• Problem: All of the data is to be copied without a single change.

+++ Dataset entries

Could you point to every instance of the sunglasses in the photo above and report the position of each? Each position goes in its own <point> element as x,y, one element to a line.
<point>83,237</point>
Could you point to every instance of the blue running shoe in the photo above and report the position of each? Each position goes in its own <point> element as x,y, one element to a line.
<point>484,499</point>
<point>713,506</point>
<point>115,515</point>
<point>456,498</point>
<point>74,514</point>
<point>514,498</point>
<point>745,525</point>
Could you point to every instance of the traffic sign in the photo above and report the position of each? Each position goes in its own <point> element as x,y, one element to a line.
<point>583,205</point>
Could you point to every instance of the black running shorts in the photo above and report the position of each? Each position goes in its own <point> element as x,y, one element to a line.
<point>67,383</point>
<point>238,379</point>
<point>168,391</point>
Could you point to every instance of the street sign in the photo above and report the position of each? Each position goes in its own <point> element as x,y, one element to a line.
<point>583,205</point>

++++++

• Written response:
Could you point to every instance of the sunglasses in the photo above and report the position of each? Each position goes in its own <point> element as x,y, one element to a line.
<point>83,237</point>
Could you point to every instance of the blue running shoe in the photo above and report the position of each? Each position goes in its own <point> element as x,y, one element to a line.
<point>484,499</point>
<point>713,506</point>
<point>115,515</point>
<point>456,498</point>
<point>74,514</point>
<point>514,498</point>
<point>745,525</point>
Could you point to every instance of the traffic sign in the photo above and report the position of each? Each position goes in its own <point> element as x,y, one element to a line.
<point>583,205</point>
Could you point to every instance of the black running shorts in the photo above and report the position of each? Each position goes in its own <point> element as x,y, one element to a line.
<point>67,383</point>
<point>238,379</point>
<point>168,391</point>
Could you point to every instance of the street sign in the photo above and report the position of each? Each position goes in its own <point> element as x,y, one element to a line.
<point>583,205</point>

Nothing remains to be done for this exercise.